• [PROBLEM]
Retype each of the following lines exactly, keeping every character and line break as given.

== RECORD EXCERPTS ==

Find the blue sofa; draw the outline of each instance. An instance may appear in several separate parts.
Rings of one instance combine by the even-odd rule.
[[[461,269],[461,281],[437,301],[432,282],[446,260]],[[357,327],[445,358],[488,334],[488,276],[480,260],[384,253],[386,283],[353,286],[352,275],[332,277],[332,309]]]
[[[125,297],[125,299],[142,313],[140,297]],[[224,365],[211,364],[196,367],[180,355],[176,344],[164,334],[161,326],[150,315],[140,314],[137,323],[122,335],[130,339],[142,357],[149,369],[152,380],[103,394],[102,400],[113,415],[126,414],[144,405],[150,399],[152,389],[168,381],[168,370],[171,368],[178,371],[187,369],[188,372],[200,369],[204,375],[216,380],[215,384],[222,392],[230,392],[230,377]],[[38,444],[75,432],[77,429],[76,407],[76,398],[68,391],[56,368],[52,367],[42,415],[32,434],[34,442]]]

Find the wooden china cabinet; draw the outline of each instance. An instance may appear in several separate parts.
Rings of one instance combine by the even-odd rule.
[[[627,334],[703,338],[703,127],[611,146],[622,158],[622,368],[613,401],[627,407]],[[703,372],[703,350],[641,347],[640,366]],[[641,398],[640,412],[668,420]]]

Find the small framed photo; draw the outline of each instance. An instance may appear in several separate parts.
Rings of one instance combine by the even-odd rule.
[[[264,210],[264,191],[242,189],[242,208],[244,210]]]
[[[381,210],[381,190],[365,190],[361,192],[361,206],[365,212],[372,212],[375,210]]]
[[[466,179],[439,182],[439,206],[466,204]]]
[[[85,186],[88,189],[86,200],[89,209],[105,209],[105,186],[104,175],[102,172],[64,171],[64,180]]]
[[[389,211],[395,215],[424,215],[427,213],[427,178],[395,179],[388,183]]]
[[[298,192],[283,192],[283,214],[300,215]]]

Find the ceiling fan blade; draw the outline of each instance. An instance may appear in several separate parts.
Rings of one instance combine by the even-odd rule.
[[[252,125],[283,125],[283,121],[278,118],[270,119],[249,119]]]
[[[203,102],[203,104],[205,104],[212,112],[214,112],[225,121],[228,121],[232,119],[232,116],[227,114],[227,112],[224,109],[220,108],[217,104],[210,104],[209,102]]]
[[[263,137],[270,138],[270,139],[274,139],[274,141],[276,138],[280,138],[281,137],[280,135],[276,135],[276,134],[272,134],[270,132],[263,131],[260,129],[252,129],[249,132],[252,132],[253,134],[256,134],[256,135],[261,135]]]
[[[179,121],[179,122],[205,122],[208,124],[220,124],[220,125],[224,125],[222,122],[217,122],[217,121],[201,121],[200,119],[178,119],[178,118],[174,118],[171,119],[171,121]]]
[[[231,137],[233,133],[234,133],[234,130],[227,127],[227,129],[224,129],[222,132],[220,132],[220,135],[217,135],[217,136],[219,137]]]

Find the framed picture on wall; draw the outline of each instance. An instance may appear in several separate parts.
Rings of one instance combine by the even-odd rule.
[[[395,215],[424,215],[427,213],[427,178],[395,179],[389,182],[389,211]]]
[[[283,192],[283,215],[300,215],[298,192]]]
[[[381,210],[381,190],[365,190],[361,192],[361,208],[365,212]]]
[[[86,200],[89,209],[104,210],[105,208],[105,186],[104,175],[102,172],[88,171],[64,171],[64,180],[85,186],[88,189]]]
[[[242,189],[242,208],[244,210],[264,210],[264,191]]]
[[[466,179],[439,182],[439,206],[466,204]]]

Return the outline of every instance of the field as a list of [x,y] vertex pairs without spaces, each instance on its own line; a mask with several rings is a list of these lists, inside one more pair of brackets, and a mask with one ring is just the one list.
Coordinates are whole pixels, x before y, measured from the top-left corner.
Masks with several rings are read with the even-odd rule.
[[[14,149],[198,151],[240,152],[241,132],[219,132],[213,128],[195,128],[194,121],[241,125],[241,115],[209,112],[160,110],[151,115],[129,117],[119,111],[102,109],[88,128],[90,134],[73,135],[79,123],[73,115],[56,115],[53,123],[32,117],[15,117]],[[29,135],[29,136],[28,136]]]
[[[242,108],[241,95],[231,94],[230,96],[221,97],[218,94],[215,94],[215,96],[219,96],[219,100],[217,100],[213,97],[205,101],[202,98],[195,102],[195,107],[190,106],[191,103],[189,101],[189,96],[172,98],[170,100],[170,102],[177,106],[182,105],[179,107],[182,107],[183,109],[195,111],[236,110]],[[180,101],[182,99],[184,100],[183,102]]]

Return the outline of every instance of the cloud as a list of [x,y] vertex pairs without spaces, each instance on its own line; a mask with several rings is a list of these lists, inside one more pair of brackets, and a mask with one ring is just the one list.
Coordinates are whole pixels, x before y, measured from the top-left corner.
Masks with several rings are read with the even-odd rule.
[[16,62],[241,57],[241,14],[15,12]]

===

• [EXERCISE SOLUTION]
Find the blue sofa; draw the outline of each instance. An instance may appear in several separate parts.
Rings of one instance combine by the even-odd rule.
[[[461,269],[461,281],[437,301],[432,282],[446,260]],[[357,327],[445,358],[488,334],[488,276],[480,260],[384,253],[386,283],[353,286],[352,275],[332,277],[332,309]]]
[[[125,297],[125,299],[142,313],[140,297]],[[224,365],[211,364],[196,367],[180,355],[176,344],[164,334],[161,326],[150,315],[140,314],[137,323],[122,335],[130,339],[142,357],[149,369],[152,380],[103,394],[102,400],[113,415],[126,414],[144,405],[150,399],[152,389],[168,381],[168,370],[171,368],[178,371],[187,369],[188,372],[200,369],[204,375],[216,380],[215,384],[222,392],[230,392],[230,377]],[[38,444],[75,432],[77,429],[76,407],[76,398],[68,391],[56,368],[52,367],[42,415],[32,434],[34,442]]]

Find the wooden china cabinet; draw the outline of each instance. An instance may appear in several separate parts.
Rings of one instance combine by the even-odd rule.
[[[627,334],[703,338],[703,127],[611,146],[622,158],[622,368],[613,401],[627,407]],[[703,372],[703,350],[641,347],[640,366]],[[641,398],[640,412],[668,420]]]

Find the small framed photo; draw the outline of each instance. An instance may appear in several separate parts.
Rings of one instance combine by the even-odd rule.
[[[264,210],[264,191],[242,189],[242,208],[244,210]]]
[[[381,210],[381,190],[365,190],[361,192],[361,206],[365,212],[372,212],[375,210]]]
[[[466,179],[439,182],[439,206],[466,204]]]
[[[85,186],[88,189],[86,200],[89,209],[105,209],[105,186],[104,175],[102,172],[64,171],[64,180]]]
[[[389,211],[395,215],[424,215],[427,213],[427,178],[395,179],[388,183]]]
[[[298,192],[283,192],[283,214],[300,215]]]

Find the ceiling fan blade; draw the outline of each instance. An instance may appear in several separate parts.
Rings of one instance combine by the even-odd rule.
[[[252,125],[283,125],[283,121],[278,118],[270,119],[249,119]]]
[[[203,102],[203,104],[205,104],[212,112],[214,112],[225,121],[228,121],[232,119],[232,116],[227,114],[227,112],[224,109],[220,108],[217,104],[210,104],[209,102]]]
[[[263,137],[270,138],[270,139],[274,139],[274,141],[276,138],[280,138],[281,137],[280,135],[276,135],[276,134],[272,134],[270,132],[263,131],[260,129],[252,129],[249,132],[252,132],[253,134],[256,134],[256,135],[261,135]]]
[[[179,121],[179,122],[205,122],[208,124],[220,124],[220,125],[224,125],[222,122],[217,122],[217,121],[201,121],[200,119],[178,119],[178,118],[174,118],[171,119],[171,121]]]
[[[231,137],[233,133],[234,133],[234,130],[227,127],[227,129],[224,129],[222,132],[220,132],[220,135],[217,135],[217,136],[219,137]]]

Find the framed picture on wall; draw the outline of each instance. An instance may appear in several separate parts.
Rings of one instance combine by the even-odd rule.
[[[395,215],[424,215],[427,213],[427,178],[395,179],[389,182],[389,211]]]
[[[283,192],[283,215],[300,215],[298,192]]]
[[[381,210],[381,190],[365,190],[361,192],[361,208],[365,212]]]
[[[86,200],[89,209],[104,210],[105,208],[105,186],[104,175],[102,172],[88,171],[64,171],[64,180],[85,186],[88,189]]]
[[[242,189],[242,208],[244,210],[264,210],[264,191]]]
[[[466,179],[439,182],[439,206],[466,204]]]

Return the outline of every instance of the field as a list of [x,y] vertex pairs without spaces, each instance on its own line; a mask with several rings is a list of these lists, inside one more pair of brackets, and a mask with one ring is just the one list.
Coordinates are whole pixels, x before y, measured from the top-left corner.
Masks with several rings are read with the even-odd rule.
[[[14,149],[198,151],[240,152],[241,132],[219,132],[213,128],[195,128],[194,121],[241,125],[241,115],[209,112],[160,110],[151,115],[129,117],[119,111],[102,109],[88,128],[90,134],[73,135],[79,123],[73,115],[56,115],[53,123],[32,117],[15,117]],[[29,135],[29,136],[28,136]]]
[[[242,108],[241,95],[231,94],[230,96],[221,97],[218,94],[215,94],[215,96],[219,96],[219,100],[217,100],[213,97],[205,101],[202,98],[195,102],[195,107],[190,106],[191,103],[189,101],[189,96],[172,98],[170,100],[170,102],[177,106],[182,105],[179,107],[182,107],[183,109],[195,111],[236,110]],[[180,101],[182,99],[184,100],[183,102]]]

Return the outline of every instance of the cloud as a list of [x,y] vertex pairs without spaces, each instance on its own line; a mask with several rings is a list of these lists, inside one more pair of brackets, and a mask with one ring is just the one list.
Coordinates are whole pixels, x before y, measured from the top-left corner.
Masks with several rings are read with the even-odd rule.
[[16,62],[241,57],[241,14],[15,12]]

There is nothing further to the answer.